EXCERPTED PASSAGE:
** START **

On the question of Gibraltar, the Special Committee had before it a working paper prepared by the Secretariat (documents A/AC.109/2006/9 and Corr.1) and a hearing of petitioners (aide-memoire 05/06). The working paper outlines the political developments, including the general elections held on 27 November 2003; economic conditions, including public finances, trade, banking, transportation, communications, utilities and tourism; and social conditions, including labour, human rights, social security and public health in Gibraltar during the review period. The paper also discusses the role of the United Nations Special Committee on decolonization and the General Assembly’s Fourth Committee (Special Political and Decolonization), as well as the General Assembly decision (60/525) of 8 December 2005 that calls for a definitive solution to the question of Gibraltar. Further, the working paper highlights the future status of the Territory, including the positions of the United Kingdom, the administering Power; the Chief Minister of Gibraltar, the territorial Government; and the Government of Spain. It also reviews the status of negotiations between those three parties.
Statements on Western Sahara
RODRIGO MALMIERCA DIAZ ( Cuba) said that, for more than three decades, the people of Western Sahara had constantly had their inalienable right to self-determination denied. The United Nations had many times affirmed that the issue was one of decolonization and, therefore, fell under its direct responsibility. Any attempt to prevent the people of Western Sahara from exercising that right was a severe violation of international law and ran contrary to the spirit and letter of the Charter and many resolutions approved by the United Nations since 1965.

** END **

Object pointing dataset rows:
** START **

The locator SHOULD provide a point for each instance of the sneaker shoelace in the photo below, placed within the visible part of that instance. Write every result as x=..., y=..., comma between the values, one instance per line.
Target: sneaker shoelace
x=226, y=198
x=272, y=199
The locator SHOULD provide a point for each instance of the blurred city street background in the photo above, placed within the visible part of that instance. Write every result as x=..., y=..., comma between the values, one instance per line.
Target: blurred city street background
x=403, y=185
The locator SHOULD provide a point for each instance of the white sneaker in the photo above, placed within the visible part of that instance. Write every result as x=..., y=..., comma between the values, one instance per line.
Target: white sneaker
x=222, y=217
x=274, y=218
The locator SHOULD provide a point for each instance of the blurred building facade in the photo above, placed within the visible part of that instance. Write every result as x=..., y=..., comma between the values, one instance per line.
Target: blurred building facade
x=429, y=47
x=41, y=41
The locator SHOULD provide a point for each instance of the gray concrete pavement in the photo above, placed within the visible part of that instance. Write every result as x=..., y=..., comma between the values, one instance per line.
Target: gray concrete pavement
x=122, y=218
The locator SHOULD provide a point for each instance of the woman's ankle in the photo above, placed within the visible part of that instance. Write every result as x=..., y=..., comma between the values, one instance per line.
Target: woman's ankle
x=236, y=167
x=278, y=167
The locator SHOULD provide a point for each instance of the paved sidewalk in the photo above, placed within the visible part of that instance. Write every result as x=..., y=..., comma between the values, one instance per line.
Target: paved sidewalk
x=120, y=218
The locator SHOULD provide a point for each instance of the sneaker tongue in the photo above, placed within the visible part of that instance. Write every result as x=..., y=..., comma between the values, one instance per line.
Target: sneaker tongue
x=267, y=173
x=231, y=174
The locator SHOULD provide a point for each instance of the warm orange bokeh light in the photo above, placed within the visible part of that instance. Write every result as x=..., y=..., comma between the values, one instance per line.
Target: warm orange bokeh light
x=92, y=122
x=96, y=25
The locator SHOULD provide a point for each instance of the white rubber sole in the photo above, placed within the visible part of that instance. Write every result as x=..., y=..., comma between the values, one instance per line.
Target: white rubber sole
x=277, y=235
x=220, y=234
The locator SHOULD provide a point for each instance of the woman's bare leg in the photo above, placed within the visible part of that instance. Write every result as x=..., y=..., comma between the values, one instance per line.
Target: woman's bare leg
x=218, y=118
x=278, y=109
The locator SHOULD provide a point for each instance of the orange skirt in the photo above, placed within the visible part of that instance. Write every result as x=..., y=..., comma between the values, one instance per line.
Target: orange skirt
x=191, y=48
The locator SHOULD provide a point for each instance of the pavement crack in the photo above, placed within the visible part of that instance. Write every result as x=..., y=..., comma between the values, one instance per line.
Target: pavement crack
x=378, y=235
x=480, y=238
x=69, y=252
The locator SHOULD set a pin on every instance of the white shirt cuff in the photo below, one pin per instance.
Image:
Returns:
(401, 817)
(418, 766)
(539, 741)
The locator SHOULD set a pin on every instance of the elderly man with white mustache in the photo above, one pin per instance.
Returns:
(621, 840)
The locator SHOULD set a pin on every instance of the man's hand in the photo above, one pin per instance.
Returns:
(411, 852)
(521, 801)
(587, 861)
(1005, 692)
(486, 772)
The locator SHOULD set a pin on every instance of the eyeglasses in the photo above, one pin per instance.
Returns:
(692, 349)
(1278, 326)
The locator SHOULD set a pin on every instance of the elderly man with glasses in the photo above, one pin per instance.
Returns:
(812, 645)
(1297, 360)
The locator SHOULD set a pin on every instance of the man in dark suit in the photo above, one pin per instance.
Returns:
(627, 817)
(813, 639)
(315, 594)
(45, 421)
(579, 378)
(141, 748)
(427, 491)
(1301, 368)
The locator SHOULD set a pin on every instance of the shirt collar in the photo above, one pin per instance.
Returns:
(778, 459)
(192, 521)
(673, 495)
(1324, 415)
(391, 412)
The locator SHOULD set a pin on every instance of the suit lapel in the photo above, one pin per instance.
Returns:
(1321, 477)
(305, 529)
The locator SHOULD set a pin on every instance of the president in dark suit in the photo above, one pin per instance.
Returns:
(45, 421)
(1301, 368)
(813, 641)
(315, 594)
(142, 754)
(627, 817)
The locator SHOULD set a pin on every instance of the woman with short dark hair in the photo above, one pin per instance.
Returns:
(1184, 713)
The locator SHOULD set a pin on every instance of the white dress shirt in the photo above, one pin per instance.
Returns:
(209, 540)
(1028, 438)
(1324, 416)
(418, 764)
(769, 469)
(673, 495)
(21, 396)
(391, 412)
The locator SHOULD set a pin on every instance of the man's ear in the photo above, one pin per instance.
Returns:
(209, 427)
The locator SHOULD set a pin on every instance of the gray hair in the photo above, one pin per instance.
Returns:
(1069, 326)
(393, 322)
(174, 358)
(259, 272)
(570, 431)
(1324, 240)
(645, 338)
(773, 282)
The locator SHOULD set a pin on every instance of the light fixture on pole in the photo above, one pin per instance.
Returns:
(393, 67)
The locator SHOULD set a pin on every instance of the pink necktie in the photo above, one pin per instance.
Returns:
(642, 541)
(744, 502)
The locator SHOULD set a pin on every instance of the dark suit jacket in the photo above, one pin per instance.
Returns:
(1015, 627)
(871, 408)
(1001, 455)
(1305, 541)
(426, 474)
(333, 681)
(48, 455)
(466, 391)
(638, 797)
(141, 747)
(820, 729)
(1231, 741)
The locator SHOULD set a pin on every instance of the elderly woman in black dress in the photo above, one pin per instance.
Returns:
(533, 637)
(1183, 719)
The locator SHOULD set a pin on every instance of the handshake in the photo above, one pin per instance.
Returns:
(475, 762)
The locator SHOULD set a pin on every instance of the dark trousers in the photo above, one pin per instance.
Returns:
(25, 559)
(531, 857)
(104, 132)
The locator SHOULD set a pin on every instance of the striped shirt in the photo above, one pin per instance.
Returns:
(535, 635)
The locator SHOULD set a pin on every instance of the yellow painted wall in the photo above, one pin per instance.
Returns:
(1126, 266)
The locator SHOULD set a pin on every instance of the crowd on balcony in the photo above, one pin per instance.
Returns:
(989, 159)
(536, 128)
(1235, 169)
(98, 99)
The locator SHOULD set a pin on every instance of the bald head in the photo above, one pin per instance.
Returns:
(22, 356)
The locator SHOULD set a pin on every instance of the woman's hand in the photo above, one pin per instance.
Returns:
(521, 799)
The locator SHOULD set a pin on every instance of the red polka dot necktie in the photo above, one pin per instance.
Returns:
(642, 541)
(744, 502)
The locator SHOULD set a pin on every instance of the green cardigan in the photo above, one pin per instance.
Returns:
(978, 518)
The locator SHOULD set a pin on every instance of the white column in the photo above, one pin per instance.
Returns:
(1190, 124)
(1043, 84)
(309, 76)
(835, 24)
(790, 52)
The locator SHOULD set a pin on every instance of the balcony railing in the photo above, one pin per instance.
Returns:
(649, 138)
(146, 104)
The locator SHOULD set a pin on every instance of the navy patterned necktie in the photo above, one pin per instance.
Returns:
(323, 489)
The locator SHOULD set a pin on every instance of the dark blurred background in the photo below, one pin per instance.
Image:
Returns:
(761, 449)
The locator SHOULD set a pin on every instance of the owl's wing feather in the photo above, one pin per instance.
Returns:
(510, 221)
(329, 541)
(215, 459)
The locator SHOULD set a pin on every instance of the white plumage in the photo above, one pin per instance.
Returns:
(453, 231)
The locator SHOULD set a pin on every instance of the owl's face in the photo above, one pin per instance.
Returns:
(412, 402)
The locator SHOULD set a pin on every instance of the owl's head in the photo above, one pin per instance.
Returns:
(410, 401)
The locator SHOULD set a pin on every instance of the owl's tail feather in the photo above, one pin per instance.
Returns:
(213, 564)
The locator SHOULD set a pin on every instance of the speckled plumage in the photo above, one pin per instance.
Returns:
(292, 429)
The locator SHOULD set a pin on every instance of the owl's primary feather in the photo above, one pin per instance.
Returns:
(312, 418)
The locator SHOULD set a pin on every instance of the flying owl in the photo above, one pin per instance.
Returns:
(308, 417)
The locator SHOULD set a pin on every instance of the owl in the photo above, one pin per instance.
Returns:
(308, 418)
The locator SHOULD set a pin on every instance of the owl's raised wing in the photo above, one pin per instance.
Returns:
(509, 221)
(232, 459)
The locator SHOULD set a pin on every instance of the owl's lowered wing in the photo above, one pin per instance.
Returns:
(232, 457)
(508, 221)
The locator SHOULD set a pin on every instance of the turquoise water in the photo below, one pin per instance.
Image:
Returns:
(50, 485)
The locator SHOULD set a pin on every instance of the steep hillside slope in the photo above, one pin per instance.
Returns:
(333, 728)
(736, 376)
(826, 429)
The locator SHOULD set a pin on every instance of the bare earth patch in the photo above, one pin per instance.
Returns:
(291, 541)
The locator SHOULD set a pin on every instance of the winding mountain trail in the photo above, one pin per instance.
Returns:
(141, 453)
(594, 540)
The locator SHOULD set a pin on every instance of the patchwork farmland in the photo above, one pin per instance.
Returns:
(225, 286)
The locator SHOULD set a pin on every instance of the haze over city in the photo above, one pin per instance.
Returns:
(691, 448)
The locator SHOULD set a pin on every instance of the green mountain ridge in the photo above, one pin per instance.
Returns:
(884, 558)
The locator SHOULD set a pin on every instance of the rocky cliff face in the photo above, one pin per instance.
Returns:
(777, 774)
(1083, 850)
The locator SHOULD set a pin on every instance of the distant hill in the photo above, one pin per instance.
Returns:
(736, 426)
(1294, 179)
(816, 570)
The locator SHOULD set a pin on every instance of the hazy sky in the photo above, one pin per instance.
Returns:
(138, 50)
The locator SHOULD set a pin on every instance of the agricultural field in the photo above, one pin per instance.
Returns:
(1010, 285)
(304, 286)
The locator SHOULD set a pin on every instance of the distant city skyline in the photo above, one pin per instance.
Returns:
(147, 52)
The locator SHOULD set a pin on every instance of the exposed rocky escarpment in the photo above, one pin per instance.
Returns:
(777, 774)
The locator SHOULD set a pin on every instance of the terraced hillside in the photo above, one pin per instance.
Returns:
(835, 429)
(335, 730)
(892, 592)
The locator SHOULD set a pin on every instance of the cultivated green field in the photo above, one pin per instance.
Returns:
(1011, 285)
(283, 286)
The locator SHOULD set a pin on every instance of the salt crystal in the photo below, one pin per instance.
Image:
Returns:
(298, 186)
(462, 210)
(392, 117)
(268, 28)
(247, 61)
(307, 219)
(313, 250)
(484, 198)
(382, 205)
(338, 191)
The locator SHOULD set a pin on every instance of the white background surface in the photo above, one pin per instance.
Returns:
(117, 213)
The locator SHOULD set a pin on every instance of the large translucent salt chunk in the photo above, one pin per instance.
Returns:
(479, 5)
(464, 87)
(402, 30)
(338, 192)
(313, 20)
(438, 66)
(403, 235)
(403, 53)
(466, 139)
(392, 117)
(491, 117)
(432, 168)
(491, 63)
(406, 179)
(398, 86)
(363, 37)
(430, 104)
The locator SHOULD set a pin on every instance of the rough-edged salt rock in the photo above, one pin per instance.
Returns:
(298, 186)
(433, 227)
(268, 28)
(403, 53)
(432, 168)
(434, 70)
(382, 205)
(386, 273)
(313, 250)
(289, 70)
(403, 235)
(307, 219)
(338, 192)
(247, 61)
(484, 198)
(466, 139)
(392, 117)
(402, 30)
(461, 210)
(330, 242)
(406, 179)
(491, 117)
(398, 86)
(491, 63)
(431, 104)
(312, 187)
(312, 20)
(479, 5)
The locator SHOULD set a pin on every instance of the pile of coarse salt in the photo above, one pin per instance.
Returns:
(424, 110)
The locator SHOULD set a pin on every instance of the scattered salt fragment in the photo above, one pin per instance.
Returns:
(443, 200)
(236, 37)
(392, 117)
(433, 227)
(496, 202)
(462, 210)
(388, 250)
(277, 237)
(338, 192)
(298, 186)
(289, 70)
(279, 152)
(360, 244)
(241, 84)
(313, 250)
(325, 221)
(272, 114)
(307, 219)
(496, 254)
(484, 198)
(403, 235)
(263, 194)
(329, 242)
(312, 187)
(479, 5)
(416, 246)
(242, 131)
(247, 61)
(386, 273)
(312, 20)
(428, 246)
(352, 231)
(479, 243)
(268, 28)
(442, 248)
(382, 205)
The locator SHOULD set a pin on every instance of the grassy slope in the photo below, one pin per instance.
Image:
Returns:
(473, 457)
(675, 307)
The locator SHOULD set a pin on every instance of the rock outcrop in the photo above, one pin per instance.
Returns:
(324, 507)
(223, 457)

** END **

LIST OF TASKS:
(1) In the decolonization passage, what General Assembly decision calls for a definitive solution to the question of Gibraltar, and on what date was it adopted?
(2) Continue the decolonization passage from its final sentence.

ANSWER LIST:
(1) Decision 60/525, adopted on 8 December 2005.

(2)
He said the plan approved by the Security Council was the only way to resolve the situation. The United Nations could not avoid its responsibilities because one of the parties involved chose to avoid responsibility or refused to negotiate. The United Nations could not simply turn its back on the decolonization issue, and the Special Committee had the main role to play in resolving it.
He said that, despite its limited resources, Cuba had provided assistance, especially in area of education, to the people of Western Sahara. They could always count on the continued solidarity of Cuba in pursuing their rights.
AHMED BOUKHARI, speaking on behalf of Frente POLISARIO, said continued colonial occupation of Western Sahara by Morocco was a challenge to the authority of the United Nations. The Secretary-General’s report recommended several solutions that minimized and undermined the right to self-determination. It suggested that the Secretary-General’s personal envoy should take “Realpolitik” into account. That was an unfortunate approach, as well as an attempt to establish a dangerous precedent -- accepting a fait accompli of a colonial nature imposed by force.
He said the report alluded to the fact that if a referendum resulted in a vote for independence, Morocco would not allow that to happen. It was, therefore, pointless to bring in other countries to negotiate the status of the Territory and then warn about the failure of those negotiations if they included the option of independence. That would mean abandoning the decolonization doctrine of the United Nations. If it had pursued that path in the past, many countries would still be under colonial occupation.
He said there was nothing to negotiate with Morocco; existing agreements must be implemented. The international community had the means to allow a simple self-determination referendum. Progress could not be sacrificed because the occupying power had decided not to cooperate in implementing the peace plan. In other decolonization processes, the United Nations had defended fundamental principles of the Charter, none of which took “Realpolitik” into account. The absence of such perseverance in the case of Western Sahara was being used by Morocco to continue its opposition to international legality.
He said Morocco continued to engage in massive human rights violations in Western Sahara. Many Sahawris had been imprisoned and tortured using medieval methods, including being sprayed with gasoline and then set on fire. Morocco continued to raise legitimate suspicions about its actions by preventing delegations from visiting and by using subterfuge to make sure delegations that did arrive did not see what was actually happening there. He said he hoped the mandate of MINURSO would be established in such a way that respected human rights. As a member of the Human Rights Council, Morocco should not oppose that.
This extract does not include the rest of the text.